═════ Supplied records
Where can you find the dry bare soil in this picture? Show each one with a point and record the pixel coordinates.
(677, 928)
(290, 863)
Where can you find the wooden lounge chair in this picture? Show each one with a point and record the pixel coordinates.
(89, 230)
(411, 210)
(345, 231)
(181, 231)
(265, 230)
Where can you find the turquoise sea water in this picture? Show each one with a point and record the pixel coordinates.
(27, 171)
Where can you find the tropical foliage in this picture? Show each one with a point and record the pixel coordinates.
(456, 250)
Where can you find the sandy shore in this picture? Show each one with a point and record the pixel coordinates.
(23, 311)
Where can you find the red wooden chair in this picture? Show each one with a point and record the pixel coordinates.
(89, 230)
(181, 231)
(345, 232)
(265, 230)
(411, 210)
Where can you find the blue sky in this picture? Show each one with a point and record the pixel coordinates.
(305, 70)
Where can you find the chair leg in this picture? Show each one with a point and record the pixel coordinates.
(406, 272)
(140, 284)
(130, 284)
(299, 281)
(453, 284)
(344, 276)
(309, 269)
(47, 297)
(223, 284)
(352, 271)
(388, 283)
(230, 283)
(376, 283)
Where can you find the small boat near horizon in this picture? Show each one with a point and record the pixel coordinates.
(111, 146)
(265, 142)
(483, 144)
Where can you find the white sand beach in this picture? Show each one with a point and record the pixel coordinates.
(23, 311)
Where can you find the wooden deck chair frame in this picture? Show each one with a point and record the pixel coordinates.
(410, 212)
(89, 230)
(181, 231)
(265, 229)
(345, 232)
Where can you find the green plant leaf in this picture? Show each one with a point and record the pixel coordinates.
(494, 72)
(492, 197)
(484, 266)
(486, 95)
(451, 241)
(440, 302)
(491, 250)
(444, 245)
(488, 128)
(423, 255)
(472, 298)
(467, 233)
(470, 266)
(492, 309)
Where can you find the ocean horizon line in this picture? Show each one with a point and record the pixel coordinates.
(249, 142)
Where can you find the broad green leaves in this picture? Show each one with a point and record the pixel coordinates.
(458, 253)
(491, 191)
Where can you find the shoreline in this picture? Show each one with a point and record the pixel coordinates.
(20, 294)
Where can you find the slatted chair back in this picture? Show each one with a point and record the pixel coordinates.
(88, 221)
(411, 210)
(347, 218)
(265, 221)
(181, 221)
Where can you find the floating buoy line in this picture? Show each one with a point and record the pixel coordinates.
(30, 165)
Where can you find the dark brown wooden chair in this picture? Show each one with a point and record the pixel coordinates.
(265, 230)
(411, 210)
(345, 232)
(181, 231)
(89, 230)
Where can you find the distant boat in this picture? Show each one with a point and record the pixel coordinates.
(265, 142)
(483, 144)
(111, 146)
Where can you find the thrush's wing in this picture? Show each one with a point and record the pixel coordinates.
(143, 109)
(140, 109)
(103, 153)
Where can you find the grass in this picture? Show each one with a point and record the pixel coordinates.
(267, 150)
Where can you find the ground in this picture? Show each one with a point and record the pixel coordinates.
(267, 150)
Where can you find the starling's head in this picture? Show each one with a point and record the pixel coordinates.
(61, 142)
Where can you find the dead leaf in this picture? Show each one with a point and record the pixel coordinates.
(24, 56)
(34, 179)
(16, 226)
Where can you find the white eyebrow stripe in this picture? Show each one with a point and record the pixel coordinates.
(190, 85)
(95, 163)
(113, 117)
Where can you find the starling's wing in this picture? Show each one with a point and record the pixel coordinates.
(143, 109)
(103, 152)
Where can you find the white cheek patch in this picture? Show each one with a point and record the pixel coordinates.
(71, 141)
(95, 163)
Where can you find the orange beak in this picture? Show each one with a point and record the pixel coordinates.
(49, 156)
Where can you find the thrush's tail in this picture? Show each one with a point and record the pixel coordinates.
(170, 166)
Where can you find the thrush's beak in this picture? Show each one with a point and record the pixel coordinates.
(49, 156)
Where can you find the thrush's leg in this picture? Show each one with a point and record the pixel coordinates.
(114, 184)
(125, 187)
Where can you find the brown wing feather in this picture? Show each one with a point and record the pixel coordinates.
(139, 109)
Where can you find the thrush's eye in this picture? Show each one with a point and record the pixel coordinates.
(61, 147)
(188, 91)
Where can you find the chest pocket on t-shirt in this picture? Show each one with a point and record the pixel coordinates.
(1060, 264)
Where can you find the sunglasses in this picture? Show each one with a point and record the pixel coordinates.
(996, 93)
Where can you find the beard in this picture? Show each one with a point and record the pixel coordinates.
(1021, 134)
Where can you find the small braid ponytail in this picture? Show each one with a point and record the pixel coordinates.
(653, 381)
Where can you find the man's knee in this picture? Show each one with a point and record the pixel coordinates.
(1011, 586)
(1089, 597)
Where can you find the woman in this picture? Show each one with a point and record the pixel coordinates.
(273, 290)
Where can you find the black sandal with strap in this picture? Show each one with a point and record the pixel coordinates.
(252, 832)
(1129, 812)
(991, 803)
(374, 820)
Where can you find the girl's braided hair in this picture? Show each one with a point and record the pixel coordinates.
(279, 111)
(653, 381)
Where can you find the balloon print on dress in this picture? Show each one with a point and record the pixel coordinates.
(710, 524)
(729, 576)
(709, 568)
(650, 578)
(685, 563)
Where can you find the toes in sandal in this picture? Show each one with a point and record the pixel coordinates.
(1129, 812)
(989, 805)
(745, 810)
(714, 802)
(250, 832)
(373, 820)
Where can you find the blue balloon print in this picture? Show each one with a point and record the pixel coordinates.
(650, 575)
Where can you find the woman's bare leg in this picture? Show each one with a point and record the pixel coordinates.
══════════
Work to be completed: Would you restate the material above word for word?

Task solution:
Where can you find the dry bare soil in this picture? Show each one with a point and record the pixel coordinates.
(677, 928)
(290, 863)
Where can you find the wooden lounge chair in this picture? Show each one with a point and record the pixel coordinates.
(89, 230)
(411, 210)
(345, 231)
(181, 231)
(265, 230)
Where can you find the turquoise sea water in this picture? Show each one with a point and record the pixel coordinates.
(27, 171)
Where can you find the tropical foliage in this picture? Show each one with a point and record the pixel coordinates.
(456, 250)
Where can you find the sandy shore in this picture? Show each one with a point and record the pixel coordinates.
(23, 311)
Where can you find the red wooden chair in this picture? Show each one with a point and record the pixel coordinates.
(89, 230)
(181, 231)
(345, 232)
(265, 230)
(411, 210)
Where can you find the blue sky in this picture? Show each one with a point and record the pixel coordinates.
(305, 70)
Where can you find the chair leg in this picture? Show each one with a point and record the pixel coordinates.
(406, 272)
(140, 284)
(130, 284)
(299, 281)
(453, 284)
(344, 276)
(309, 269)
(47, 297)
(223, 284)
(352, 271)
(388, 283)
(230, 283)
(376, 283)
Where can you find the small boat near horizon in this picture? Show each one with a point and record the pixel coordinates.
(111, 146)
(265, 142)
(483, 144)
Where can you find the white sand beach in this picture? Show each one with a point and record the pixel coordinates.
(23, 311)
Where can you find the wooden deck chair frame in this picture? Show each one with a point and record the pixel coordinates.
(410, 212)
(89, 230)
(181, 231)
(265, 229)
(345, 232)
Where can you find the green plant leaf in this picture? Show each one with a point and record the pixel coordinates.
(494, 72)
(492, 197)
(484, 266)
(486, 95)
(451, 241)
(440, 302)
(491, 250)
(444, 245)
(488, 128)
(423, 255)
(472, 298)
(467, 233)
(470, 266)
(492, 309)
Where can you find the ocean horizon line in this picture? Show each one with a point and record the pixel coordinates.
(249, 142)
Where can you find the broad green leaves in this picture? Show each one with a point and record the pixel coordinates.
(458, 253)
(491, 191)
Where can you find the shoreline in this picture? Show each one with a point and record the pixel coordinates.
(20, 294)
Where can you find the slatted chair back in this picture? Show each one with a point and record the pixel coordinates.
(88, 221)
(411, 210)
(347, 218)
(265, 221)
(181, 221)
Where can you find the floating buoy line in this picture? Show each one with a point and record the pixel coordinates.
(30, 165)
Where can you find the dark brown wooden chair in this picture? Show each one with a point and record the pixel coordinates.
(265, 230)
(411, 210)
(345, 232)
(181, 231)
(89, 230)
Where can you find the distant boat in this picture? Show each one with a point and record the pixel coordinates.
(265, 142)
(483, 144)
(111, 146)
Where can you find the thrush's wing in this picture? Show each one with a point and record the pixel coordinates.
(143, 109)
(140, 109)
(103, 153)
Where can you find the grass in this picture? Show each one with a point and record the pixel coordinates.
(267, 150)
Where can you find the ground in this picture? Show each one with a point and record the pixel coordinates.
(267, 150)
Where can you find the starling's head in this picture? Show each one with a point and record the pixel coordinates.
(61, 142)
Where can you find the dead leaf in this picture? Show each one with a point and record the pixel coordinates.
(24, 56)
(34, 179)
(16, 226)
Where can you find the white eyebrow stripe in this picture? Show each one with a point and record the pixel coordinates.
(190, 85)
(95, 163)
(113, 117)
Where can you find the starling's wing in this picture? Show each one with a point and record the pixel coordinates.
(143, 109)
(103, 152)
Where can you find the white cheek patch in this picture? Show each one with a point and record the pixel coordinates.
(71, 141)
(95, 163)
Where can you find the orange beak in this picture? Show each one with a point and record the pixel coordinates.
(49, 156)
Where can you find the thrush's tail in this picture? Show each one with a point and record the pixel coordinates.
(170, 166)
Where can you find the thrush's beak in this picture? Show each one with a point and record the pixel coordinates.
(49, 156)
Where can you find the thrush's leg in this picture? Show each one with a point and record the pixel coordinates.
(114, 184)
(125, 187)
Where can you find the brown wing feather in this picture? Show each one with a point and record the pixel coordinates.
(139, 109)
Where can you find the thrush's eye in this picture? Show each one with a point and record the pixel coordinates.
(61, 147)
(188, 91)
Where can you find the chest pocket on t-shirt in this picture? Show each one with a point and record the pixel coordinates.
(1060, 264)
Where can you find the sunglasses in this picture? Show each one with a point and record the pixel coordinates.
(996, 93)
Where can you find the beard in this picture? Show each one with a point and record the pixel coordinates.
(1021, 134)
Where can you find the small braid ponytail in this picture? Show each one with a point and record the pixel coordinates.
(653, 381)
Where can you find the man's knee in this picture? Show each one with a point and record the pixel coordinates.
(1011, 586)
(1089, 597)
Where can you find the woman in this picture? Show each one with a point and record the pixel coordinates.
(273, 290)
Where can you find the black sandal with strap in this picture? Show each one with a point and record the pixel coordinates.
(252, 832)
(1129, 812)
(991, 803)
(374, 820)
Where can you find the girl's braided hair in this picture? Show each one with a point and record the pixel coordinates.
(279, 111)
(653, 381)
Where can you find the balloon print on dress in this picture? Show each one with a point and record the pixel coordinates.
(710, 524)
(729, 576)
(709, 568)
(650, 578)
(685, 563)
Where can you find the toes in sandal in this picture? Show each one with a point and record the pixel coordinates.
(1129, 812)
(989, 805)
(745, 810)
(714, 802)
(250, 832)
(373, 820)
Where can you find the blue balloon print in this picture? Show each one with a point and record the pixel coordinates.
(650, 575)
Where can you find the woman's bare leg in this picture? Show each one with a point and record the pixel coordinates.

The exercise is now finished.